> **REQUIREMENT**
Nothing should be left out: repeat all the data exactly.

(Region pointing data)
........
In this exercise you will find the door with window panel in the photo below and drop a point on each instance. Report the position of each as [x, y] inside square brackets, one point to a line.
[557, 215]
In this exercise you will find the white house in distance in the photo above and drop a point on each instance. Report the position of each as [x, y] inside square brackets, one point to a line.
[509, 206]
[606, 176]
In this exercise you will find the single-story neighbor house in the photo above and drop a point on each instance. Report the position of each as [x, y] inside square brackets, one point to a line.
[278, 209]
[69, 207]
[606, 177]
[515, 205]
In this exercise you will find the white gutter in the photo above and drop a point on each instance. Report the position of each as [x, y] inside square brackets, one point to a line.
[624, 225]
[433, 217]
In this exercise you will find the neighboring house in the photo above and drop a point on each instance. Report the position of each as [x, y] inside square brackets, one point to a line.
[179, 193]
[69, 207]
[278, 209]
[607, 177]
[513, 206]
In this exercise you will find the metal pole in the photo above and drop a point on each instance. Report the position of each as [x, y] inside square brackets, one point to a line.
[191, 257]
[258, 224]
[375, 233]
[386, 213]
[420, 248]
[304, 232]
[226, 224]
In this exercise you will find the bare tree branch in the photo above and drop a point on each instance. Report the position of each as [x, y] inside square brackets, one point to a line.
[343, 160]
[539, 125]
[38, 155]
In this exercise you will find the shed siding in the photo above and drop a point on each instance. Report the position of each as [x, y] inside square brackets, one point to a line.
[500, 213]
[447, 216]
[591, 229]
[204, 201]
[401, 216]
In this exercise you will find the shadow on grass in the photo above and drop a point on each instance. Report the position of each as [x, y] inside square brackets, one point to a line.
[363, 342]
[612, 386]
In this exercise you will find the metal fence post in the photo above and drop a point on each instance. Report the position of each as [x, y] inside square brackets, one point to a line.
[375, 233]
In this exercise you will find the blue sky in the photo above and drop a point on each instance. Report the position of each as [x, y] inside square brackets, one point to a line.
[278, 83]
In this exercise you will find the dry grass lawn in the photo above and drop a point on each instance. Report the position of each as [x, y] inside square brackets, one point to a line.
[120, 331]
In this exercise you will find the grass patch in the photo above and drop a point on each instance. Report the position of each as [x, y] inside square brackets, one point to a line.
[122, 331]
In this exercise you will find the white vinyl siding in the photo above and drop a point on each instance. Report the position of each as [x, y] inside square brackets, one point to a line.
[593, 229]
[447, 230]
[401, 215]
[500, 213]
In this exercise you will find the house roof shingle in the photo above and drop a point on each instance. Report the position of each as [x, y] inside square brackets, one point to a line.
........
> **SOLUTION FOR THIS EXERCISE**
In this exercise you will find the door with window panel in the photo below and drop a point on each instance. Report the position of each as [x, y] inside square brackets, one point to a line.
[557, 215]
In this exercise you will find the white house in distance in the photo above and drop a point on each instance. Report the position of each as [x, y] inside square brackets, one point to a line.
[509, 206]
[606, 176]
In this exercise you will find the single-story neighbor house in the photo above and drop a point on each instance. Report the position of each as [x, y] inside square brackets, one point to a line.
[278, 209]
[69, 207]
[606, 177]
[515, 205]
In this exercise you will find the white gutter in the photo above and drop a point on each instance. Report the position of each as [x, y] inside square brackets, one point to a line.
[624, 225]
[433, 217]
In this exercise you will find the neighboring house in the photo above and drop a point on each instance. Report the position of each as [x, y] inside square brackets, one point to a line.
[179, 193]
[69, 207]
[278, 209]
[607, 177]
[513, 206]
In this exercise you will find the metal pole in the photo above and drop a point on each instance. Report the position of each as [x, y] inside square brackets, one point to a line.
[191, 257]
[258, 224]
[375, 233]
[386, 213]
[420, 248]
[304, 232]
[226, 224]
In this exercise you will find the bare tree branch in the photo above and drop a point on each instance. Report the position of each as [x, y] inside square brackets, one point to a line.
[343, 160]
[539, 125]
[38, 155]
In this exercise you will find the shed siding in the photo above and drop a point on each instance. Report the position of each as [x, y] inside square brackets, one point to a line.
[500, 213]
[447, 216]
[591, 229]
[204, 201]
[401, 216]
In this exercise you will find the shadow on grass in the photo above and drop a point on each instance. Report the position of each as [x, y] inside square brackets, one point to a line.
[363, 342]
[612, 386]
In this exercise you will find the metal fence post in the photo above and drop a point on each instance. Report the position of each as [x, y] inside square brackets, one point to a line.
[375, 233]
In this exercise you will find the blue sky in the photo above and drop a point on each instance. Report the position of each as [x, y] inside square brackets, one point to a line.
[278, 83]
In this exercise you will find the dry grass lawn in the photo above and drop a point on each instance. Report the position of each as [x, y] inside square brackets, one point to a line.
[120, 331]
In this exercise you will find the grass patch in the photo above and drop a point on each instance. Report the position of each as [x, y] inside square brackets, one point to a line.
[122, 331]
In this exercise you will find the white vinyl siding in the photo above and drop a point on each instance. Report the position of each as [x, y] inside square brackets, one point to a line.
[593, 229]
[447, 230]
[401, 215]
[500, 213]
In this exercise you will find the house roof shingle in the photo above and drop a point on each instance. Report the position of each as [x, y] inside square brackets, one point to a line.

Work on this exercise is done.